WHAT THE EXERCISE ASKS –
In the comment thread about disliked song habits, what does Queens of the Stone Age's No One Knows end with?

PROVIDED PASSAGE –
- - - - -

Commenter No. 2 replied:
"It's like their music was made for commercials or tough dudes on tiktok."
I frikking love Imagine Dragons, love most of their músics, i don't get this post.
"The electronic drum machine snap/clap that’s increasingly popular in country music."
"Rhyming “fly” with “high” (even switching it up and throwing in a “sky” in there)
Rhyming “night” with “light”
Rhyming “away” with “stay”."
DonovanMcLoughlin wrote:
"Any time a musician says "I don't know..." in their lyrics."
DismalChance replied:
"Ozzy Osbourne has a song you're really going to love."
"Key change towards the end of the song (usually up by a tone I think?). I'm glad it's not as popular anymore."
"Songs being less than 3 minutes, sometimes 2 minutes."
"When I listen to rap music off of a music video, it’s usually a prty good video with the song at a fitting length to the video without stopping, but when I listen to country music there’s suddenly a need for the artist to make a 10:00 long video with talking parts in the middle of verses and random sounds from the video in the background, as if I was listening to the song for the sake of the video and not the song."
"Songs that start or end with some kind of “bit” tacked onto the song so that I have to hear it every time it comes up in a Spotify mix. Like the end of Killing Me Softly by the Fugees. Beautiful song. Ends with some guy yelling at me about the family gonna rat on me. Or Queens of The Stone Age’s No One Knows that ends with a Mexican radio station ad. They’re never clever or endearing or a meaningful addition. Just some weird stuff the band comes up with that makes no sense to anyone else."
"In hiphop when they just repeat the hook over and over and over for literally half the song."
"I hate it when they start with 'let me tell you a story...'"
'Bout a man named Jed, a poor country farmer barely kept his family fed...

- - - - -

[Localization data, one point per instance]

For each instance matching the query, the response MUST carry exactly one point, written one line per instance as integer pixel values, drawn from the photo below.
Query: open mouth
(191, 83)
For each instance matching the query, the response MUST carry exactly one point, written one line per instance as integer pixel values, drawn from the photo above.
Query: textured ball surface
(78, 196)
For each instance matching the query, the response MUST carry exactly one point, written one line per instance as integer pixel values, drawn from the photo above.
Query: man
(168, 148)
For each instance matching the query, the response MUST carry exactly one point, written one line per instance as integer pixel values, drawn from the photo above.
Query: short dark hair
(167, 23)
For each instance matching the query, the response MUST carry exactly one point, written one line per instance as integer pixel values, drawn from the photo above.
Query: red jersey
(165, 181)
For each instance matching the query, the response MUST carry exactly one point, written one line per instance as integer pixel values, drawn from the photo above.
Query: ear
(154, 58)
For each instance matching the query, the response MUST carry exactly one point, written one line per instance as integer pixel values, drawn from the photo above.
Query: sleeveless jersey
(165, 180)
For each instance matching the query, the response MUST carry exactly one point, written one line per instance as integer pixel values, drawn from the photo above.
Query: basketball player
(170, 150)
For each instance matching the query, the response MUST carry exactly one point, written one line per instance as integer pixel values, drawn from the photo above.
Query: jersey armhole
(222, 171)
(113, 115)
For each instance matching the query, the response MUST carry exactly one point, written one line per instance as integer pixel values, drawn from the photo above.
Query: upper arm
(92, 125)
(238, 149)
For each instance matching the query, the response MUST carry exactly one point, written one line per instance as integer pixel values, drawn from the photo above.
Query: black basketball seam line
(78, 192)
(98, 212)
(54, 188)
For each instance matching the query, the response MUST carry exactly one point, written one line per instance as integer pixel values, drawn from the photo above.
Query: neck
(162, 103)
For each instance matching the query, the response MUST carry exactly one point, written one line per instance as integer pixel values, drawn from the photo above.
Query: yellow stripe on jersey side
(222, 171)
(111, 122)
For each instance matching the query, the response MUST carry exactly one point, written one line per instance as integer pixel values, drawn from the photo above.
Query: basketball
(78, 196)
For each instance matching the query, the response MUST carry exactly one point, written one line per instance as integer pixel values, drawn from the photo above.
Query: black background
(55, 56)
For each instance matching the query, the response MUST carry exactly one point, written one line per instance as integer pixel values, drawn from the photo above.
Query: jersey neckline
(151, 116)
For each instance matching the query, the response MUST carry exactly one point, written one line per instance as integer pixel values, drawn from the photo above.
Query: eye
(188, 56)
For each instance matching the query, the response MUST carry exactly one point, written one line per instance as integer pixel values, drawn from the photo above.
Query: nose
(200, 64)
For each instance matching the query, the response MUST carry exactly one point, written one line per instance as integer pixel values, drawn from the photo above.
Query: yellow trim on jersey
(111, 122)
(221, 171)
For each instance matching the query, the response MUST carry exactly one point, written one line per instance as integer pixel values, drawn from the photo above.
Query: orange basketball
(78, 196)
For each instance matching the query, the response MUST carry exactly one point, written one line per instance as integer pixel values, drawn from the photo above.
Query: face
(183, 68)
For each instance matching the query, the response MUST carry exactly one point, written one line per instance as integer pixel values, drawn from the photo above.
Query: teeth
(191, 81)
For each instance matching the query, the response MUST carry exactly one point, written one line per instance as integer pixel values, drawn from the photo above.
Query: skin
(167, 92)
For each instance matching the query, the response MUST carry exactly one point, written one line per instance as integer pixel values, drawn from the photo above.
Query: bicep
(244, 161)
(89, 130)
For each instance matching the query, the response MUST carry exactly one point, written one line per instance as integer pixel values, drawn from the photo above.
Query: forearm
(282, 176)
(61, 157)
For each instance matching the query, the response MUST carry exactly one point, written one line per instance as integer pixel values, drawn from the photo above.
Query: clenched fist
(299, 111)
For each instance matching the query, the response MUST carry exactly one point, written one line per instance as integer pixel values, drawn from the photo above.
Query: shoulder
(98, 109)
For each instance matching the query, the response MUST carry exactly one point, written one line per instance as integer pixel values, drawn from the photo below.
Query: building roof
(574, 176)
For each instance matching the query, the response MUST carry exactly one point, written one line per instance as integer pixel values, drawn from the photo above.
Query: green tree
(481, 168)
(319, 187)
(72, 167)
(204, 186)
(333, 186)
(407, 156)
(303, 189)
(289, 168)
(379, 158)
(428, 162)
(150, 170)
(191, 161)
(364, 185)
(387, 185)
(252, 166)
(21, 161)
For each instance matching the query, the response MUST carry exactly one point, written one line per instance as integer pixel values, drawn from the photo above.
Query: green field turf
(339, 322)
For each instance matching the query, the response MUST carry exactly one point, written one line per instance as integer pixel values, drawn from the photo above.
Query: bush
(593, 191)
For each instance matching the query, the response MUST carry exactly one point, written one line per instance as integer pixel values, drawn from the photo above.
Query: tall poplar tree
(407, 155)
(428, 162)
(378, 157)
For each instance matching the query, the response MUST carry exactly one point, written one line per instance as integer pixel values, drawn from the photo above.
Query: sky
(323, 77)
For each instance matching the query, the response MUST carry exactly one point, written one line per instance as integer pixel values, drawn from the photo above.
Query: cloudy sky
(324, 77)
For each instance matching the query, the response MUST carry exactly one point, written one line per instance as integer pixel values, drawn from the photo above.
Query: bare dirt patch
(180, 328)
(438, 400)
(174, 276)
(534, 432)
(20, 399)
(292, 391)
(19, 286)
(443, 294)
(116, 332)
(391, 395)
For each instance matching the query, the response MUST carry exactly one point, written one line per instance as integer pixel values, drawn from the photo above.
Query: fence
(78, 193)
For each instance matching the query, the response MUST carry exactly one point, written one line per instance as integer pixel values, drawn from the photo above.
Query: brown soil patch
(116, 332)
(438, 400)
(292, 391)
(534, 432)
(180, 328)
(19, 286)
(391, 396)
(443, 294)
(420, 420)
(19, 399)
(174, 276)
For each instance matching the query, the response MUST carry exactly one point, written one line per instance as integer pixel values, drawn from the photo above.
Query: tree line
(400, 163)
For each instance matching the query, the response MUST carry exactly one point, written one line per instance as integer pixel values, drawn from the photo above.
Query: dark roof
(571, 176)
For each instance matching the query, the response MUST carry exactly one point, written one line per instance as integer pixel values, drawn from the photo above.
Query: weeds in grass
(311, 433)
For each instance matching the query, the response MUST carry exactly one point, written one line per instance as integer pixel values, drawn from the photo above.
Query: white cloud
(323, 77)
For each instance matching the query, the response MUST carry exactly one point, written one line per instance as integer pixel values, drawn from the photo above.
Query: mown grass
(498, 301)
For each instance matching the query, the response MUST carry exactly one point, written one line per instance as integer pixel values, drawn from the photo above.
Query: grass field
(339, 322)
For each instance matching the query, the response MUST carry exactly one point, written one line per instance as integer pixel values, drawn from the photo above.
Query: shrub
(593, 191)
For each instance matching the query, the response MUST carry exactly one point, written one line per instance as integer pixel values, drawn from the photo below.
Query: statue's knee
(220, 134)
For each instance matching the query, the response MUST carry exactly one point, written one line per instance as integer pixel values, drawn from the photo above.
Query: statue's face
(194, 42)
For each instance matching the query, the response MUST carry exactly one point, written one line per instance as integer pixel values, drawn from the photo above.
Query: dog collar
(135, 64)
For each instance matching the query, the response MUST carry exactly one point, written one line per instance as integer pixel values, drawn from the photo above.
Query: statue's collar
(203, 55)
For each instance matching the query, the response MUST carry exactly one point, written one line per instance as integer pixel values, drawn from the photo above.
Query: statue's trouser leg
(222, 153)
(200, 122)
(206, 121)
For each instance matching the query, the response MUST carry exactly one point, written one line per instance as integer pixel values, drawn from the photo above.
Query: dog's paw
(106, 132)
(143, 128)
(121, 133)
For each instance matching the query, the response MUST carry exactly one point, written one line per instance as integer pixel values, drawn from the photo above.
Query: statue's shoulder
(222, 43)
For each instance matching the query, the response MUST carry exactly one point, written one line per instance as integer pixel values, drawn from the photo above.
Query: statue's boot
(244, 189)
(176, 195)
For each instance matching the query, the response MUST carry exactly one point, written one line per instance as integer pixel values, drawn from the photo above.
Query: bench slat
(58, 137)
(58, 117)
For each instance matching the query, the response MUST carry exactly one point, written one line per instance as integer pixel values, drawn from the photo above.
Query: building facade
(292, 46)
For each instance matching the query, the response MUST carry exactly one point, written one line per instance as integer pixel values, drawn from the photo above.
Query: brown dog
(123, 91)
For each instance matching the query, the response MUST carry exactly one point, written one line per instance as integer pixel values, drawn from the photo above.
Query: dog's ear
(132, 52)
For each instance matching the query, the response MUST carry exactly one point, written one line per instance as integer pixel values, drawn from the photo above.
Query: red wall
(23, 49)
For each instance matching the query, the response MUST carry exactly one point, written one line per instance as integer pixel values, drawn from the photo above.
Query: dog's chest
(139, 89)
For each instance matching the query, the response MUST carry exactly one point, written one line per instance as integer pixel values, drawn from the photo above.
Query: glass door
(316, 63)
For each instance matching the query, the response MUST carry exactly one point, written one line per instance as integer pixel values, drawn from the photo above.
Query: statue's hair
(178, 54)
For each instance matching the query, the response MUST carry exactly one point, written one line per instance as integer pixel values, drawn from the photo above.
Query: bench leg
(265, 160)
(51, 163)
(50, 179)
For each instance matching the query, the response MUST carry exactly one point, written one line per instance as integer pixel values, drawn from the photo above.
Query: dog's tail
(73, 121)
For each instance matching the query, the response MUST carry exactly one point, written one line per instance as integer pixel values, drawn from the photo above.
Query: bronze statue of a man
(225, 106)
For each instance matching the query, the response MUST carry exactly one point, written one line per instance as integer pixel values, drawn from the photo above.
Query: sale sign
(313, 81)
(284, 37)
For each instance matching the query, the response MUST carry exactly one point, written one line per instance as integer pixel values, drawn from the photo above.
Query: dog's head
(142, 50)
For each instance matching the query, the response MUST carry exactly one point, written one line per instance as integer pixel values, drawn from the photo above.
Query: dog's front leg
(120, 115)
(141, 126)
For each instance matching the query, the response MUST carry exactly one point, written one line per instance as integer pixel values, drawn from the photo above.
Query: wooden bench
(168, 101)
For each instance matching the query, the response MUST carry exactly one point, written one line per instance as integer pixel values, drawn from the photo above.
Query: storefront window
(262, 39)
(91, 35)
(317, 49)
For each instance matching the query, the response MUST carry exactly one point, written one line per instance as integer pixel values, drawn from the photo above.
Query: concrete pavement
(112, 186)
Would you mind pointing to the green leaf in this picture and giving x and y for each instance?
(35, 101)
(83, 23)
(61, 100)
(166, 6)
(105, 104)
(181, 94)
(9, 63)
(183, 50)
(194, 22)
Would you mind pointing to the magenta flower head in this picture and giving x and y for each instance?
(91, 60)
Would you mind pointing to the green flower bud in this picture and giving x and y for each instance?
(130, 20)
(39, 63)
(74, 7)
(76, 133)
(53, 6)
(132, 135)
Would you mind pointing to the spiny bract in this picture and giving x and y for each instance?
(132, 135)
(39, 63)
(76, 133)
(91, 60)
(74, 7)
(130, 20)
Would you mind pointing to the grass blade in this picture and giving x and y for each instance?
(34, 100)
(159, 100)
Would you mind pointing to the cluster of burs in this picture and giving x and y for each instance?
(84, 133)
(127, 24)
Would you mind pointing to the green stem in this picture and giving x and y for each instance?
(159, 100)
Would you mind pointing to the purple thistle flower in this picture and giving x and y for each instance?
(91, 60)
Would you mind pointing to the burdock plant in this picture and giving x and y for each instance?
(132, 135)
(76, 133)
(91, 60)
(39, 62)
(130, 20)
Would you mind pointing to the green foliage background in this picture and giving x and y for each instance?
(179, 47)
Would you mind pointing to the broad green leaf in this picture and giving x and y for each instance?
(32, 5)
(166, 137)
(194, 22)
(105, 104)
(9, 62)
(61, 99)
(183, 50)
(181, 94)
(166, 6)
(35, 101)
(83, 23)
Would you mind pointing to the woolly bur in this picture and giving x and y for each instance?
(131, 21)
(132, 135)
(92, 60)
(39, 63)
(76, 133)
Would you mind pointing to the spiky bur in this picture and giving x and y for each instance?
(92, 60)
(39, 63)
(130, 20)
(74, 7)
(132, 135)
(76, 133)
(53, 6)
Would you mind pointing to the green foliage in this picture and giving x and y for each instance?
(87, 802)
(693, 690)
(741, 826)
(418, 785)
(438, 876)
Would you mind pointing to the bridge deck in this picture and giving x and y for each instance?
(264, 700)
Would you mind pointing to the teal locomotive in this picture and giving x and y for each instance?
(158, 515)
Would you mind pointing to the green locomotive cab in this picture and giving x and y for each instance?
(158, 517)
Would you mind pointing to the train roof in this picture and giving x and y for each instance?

- - - - -

EXPECTED ANSWER –
A Mexican radio station ad.